• _DIRECTIONS FOR THIS TASK_: Print the lines below word for word, beginning with the first and ending with the line that holds "lookup distant forest", and skip every picture.

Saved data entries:
########
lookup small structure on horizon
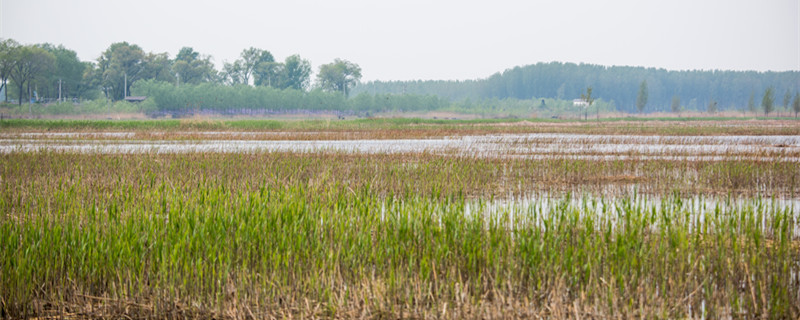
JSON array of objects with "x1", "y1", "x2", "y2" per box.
[
  {"x1": 572, "y1": 99, "x2": 588, "y2": 107},
  {"x1": 124, "y1": 96, "x2": 147, "y2": 103}
]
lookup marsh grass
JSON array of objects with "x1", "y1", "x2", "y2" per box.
[
  {"x1": 1, "y1": 151, "x2": 799, "y2": 318},
  {"x1": 3, "y1": 118, "x2": 800, "y2": 137},
  {"x1": 2, "y1": 152, "x2": 799, "y2": 199}
]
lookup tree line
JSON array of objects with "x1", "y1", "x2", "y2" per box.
[
  {"x1": 3, "y1": 38, "x2": 799, "y2": 117},
  {"x1": 0, "y1": 38, "x2": 362, "y2": 105},
  {"x1": 0, "y1": 37, "x2": 601, "y2": 118},
  {"x1": 354, "y1": 62, "x2": 800, "y2": 115}
]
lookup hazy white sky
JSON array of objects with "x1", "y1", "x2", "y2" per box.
[{"x1": 1, "y1": 0, "x2": 798, "y2": 81}]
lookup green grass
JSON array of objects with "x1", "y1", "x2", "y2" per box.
[
  {"x1": 3, "y1": 117, "x2": 800, "y2": 137},
  {"x1": 597, "y1": 116, "x2": 783, "y2": 122},
  {"x1": 1, "y1": 151, "x2": 798, "y2": 318}
]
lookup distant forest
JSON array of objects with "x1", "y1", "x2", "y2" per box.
[
  {"x1": 1, "y1": 36, "x2": 798, "y2": 116},
  {"x1": 353, "y1": 62, "x2": 800, "y2": 113}
]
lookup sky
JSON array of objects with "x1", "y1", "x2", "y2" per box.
[{"x1": 1, "y1": 0, "x2": 798, "y2": 82}]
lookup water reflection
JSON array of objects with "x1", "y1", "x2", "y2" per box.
[{"x1": 1, "y1": 133, "x2": 798, "y2": 161}]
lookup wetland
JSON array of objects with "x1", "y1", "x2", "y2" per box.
[{"x1": 1, "y1": 119, "x2": 798, "y2": 319}]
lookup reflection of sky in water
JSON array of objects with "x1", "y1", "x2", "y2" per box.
[
  {"x1": 461, "y1": 193, "x2": 800, "y2": 236},
  {"x1": 1, "y1": 133, "x2": 799, "y2": 161}
]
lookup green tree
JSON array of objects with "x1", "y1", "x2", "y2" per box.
[
  {"x1": 747, "y1": 92, "x2": 756, "y2": 114},
  {"x1": 8, "y1": 45, "x2": 55, "y2": 106},
  {"x1": 636, "y1": 80, "x2": 648, "y2": 113},
  {"x1": 37, "y1": 44, "x2": 88, "y2": 101},
  {"x1": 241, "y1": 47, "x2": 274, "y2": 86},
  {"x1": 173, "y1": 47, "x2": 217, "y2": 85},
  {"x1": 0, "y1": 39, "x2": 20, "y2": 102},
  {"x1": 74, "y1": 61, "x2": 98, "y2": 100},
  {"x1": 141, "y1": 52, "x2": 175, "y2": 84},
  {"x1": 278, "y1": 54, "x2": 311, "y2": 91},
  {"x1": 98, "y1": 42, "x2": 146, "y2": 100},
  {"x1": 81, "y1": 61, "x2": 104, "y2": 100},
  {"x1": 670, "y1": 95, "x2": 681, "y2": 115},
  {"x1": 316, "y1": 59, "x2": 361, "y2": 97},
  {"x1": 221, "y1": 61, "x2": 244, "y2": 85},
  {"x1": 793, "y1": 93, "x2": 800, "y2": 118},
  {"x1": 761, "y1": 86, "x2": 774, "y2": 116},
  {"x1": 221, "y1": 48, "x2": 275, "y2": 86},
  {"x1": 253, "y1": 61, "x2": 282, "y2": 87}
]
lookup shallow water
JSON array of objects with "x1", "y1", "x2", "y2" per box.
[
  {"x1": 1, "y1": 132, "x2": 799, "y2": 161},
  {"x1": 464, "y1": 193, "x2": 800, "y2": 236}
]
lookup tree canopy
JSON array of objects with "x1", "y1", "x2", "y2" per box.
[
  {"x1": 97, "y1": 42, "x2": 146, "y2": 100},
  {"x1": 0, "y1": 39, "x2": 20, "y2": 102},
  {"x1": 636, "y1": 80, "x2": 648, "y2": 113},
  {"x1": 762, "y1": 87, "x2": 774, "y2": 116},
  {"x1": 8, "y1": 45, "x2": 55, "y2": 105},
  {"x1": 0, "y1": 39, "x2": 323, "y2": 105},
  {"x1": 37, "y1": 44, "x2": 89, "y2": 100},
  {"x1": 278, "y1": 54, "x2": 312, "y2": 91},
  {"x1": 173, "y1": 47, "x2": 217, "y2": 85},
  {"x1": 316, "y1": 59, "x2": 361, "y2": 97}
]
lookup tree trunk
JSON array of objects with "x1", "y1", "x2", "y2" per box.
[
  {"x1": 27, "y1": 82, "x2": 32, "y2": 116},
  {"x1": 17, "y1": 81, "x2": 24, "y2": 106}
]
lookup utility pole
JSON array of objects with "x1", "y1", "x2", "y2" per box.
[
  {"x1": 58, "y1": 79, "x2": 62, "y2": 102},
  {"x1": 124, "y1": 73, "x2": 127, "y2": 98}
]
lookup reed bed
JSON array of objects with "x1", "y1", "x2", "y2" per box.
[
  {"x1": 1, "y1": 151, "x2": 799, "y2": 319},
  {"x1": 3, "y1": 118, "x2": 800, "y2": 138},
  {"x1": 2, "y1": 151, "x2": 800, "y2": 199}
]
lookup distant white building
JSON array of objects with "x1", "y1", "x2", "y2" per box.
[{"x1": 573, "y1": 99, "x2": 588, "y2": 107}]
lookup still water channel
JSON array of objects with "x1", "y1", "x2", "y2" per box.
[{"x1": 2, "y1": 132, "x2": 799, "y2": 161}]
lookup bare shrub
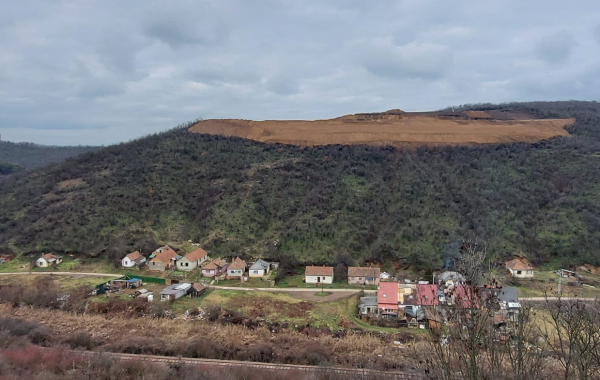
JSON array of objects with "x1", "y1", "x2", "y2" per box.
########
• _ANSWER TO THIS TASK_:
lookup small structure on horizon
JSON array of objects with "x1", "y1", "x2", "y2" per box.
[
  {"x1": 572, "y1": 99, "x2": 588, "y2": 107},
  {"x1": 124, "y1": 96, "x2": 147, "y2": 103}
]
lookup marsh grass
JSON array of objects with "x1", "y1", "x2", "y2" per box.
[
  {"x1": 1, "y1": 151, "x2": 799, "y2": 318},
  {"x1": 3, "y1": 118, "x2": 800, "y2": 137},
  {"x1": 2, "y1": 152, "x2": 799, "y2": 199}
]
lookup tree line
JSON array of objects with "x1", "y1", "x2", "y2" per box.
[
  {"x1": 3, "y1": 38, "x2": 799, "y2": 117},
  {"x1": 0, "y1": 38, "x2": 362, "y2": 105},
  {"x1": 0, "y1": 37, "x2": 601, "y2": 118},
  {"x1": 354, "y1": 62, "x2": 800, "y2": 115}
]
lookup hazy white sky
JSON array of objects with "x1", "y1", "x2", "y2" per box.
[{"x1": 1, "y1": 0, "x2": 798, "y2": 81}]
lookup green grass
JSON array of objects with "x1", "y1", "x2", "y2" per box.
[
  {"x1": 3, "y1": 117, "x2": 800, "y2": 137},
  {"x1": 597, "y1": 116, "x2": 783, "y2": 122},
  {"x1": 1, "y1": 151, "x2": 798, "y2": 318}
]
lookup distant forest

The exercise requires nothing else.